*** EXTRACTED MATERIAL ***

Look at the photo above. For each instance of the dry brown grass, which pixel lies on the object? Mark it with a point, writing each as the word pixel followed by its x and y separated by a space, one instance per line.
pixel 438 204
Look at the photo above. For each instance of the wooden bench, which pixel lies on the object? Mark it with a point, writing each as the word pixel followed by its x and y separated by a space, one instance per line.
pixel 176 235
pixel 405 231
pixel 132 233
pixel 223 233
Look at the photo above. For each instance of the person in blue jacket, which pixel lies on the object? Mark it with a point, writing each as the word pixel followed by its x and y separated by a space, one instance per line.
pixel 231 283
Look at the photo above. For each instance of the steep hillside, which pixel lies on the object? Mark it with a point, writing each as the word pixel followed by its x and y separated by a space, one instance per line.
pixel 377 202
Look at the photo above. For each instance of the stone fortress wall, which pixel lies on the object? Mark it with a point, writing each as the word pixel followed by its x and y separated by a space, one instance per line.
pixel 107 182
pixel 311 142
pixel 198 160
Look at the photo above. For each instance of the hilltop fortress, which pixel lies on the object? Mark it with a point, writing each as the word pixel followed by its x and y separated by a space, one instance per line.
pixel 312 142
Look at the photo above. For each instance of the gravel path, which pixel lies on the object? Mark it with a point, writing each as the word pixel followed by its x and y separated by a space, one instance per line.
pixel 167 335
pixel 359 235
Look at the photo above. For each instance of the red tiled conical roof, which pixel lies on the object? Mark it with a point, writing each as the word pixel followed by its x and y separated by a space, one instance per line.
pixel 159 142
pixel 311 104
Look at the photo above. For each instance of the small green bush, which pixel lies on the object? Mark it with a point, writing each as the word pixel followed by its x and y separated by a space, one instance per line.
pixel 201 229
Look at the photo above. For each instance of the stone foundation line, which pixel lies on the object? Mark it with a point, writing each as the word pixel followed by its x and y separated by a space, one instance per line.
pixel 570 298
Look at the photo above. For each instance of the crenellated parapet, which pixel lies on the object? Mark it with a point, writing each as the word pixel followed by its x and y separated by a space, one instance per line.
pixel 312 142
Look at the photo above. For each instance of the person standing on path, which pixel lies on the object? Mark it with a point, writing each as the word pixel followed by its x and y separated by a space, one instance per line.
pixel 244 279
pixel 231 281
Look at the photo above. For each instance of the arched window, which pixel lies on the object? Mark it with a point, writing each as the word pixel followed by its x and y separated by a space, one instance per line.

***

Rewrite the data above, replacing every "instance" with "occurrence" and keeping everything else unchanged.

Look at the photo above. For each occurrence of the dry brown grass, which pixel lies on the object? Mark it with a point, writing each as the word pixel followed by its x and y separated by a space, one occurrence per line.
pixel 438 204
Look at the photo above. For each occurrence of the wooden bench, which pixel lies on the object? Mark it with a point, writing each as the word pixel followed by its x and y separated by a space, one occurrence per line.
pixel 176 235
pixel 405 231
pixel 132 233
pixel 223 233
Look at the photo above. For each occurrence of the person in blue jacket, which pixel lies on the object? Mark it with a point, writing each as the word pixel followed by its x and y separated by a space, one occurrence per line.
pixel 231 283
Look at the photo above. For each occurrence of the steep hillside, which pixel lies on the object? Mark it with a point, writing each as the word pixel followed by its x and y separated by a space, one occurrence per line.
pixel 377 202
Look at the photo above. For each occurrence of the stone fortress wall, which pixel lies on the object? Mark it with a point, writing each as the word pixel followed by its x and y separated by a space, one occurrence per line.
pixel 107 182
pixel 311 142
pixel 198 160
Look at the photo above. For each occurrence of the hilltop fortress, which pixel lies on the object? Mark it with a point, writing each as the word pixel followed by its x and y separated by a space, one occurrence per line.
pixel 312 142
Look at the photo above. For each occurrence of the gravel path, which pixel lies on the object? Mark it with a point, writing each as the word pixel followed by its x and y separated by a space, one occurrence per line.
pixel 167 335
pixel 359 235
Look at the photo above. For each occurrence of the red tiled conical roof, which pixel lies on the object? Mark it with a point, writing each as the word pixel followed by its x and y separated by a space, one occurrence per line.
pixel 159 142
pixel 311 104
Look at the photo above. For each occurrence of the small green bush, which pixel lies on the object? Mark it with a point, writing each as the word pixel followed by its x and y separated by a space, one occurrence per line.
pixel 201 229
Look at the photo above. For each occurrence of the stone foundation line, which pixel lies on the object? Mark it with a point, writing each as the word pixel followed by its x and y separated by a space, one occurrence per line.
pixel 570 298
Look at the photo above. For each occurrence of the crenellated parapet, which pixel lies on the object? Mark it with a point, writing each as the word pixel followed by its x and y separated by a space, one occurrence per line.
pixel 312 142
Look at the photo above. For each occurrence of the person standing on path, which pixel lies on the object? Mark it with a point, writing each as the word pixel followed by its x and y separated by a space, one occurrence per line.
pixel 244 279
pixel 231 281
Look at the photo above. For each occurrence of the arched window, which pixel lies on the object? Mark it with a point, writing each as the word pixel followed by its x and y separated by a space, one occurrence per line.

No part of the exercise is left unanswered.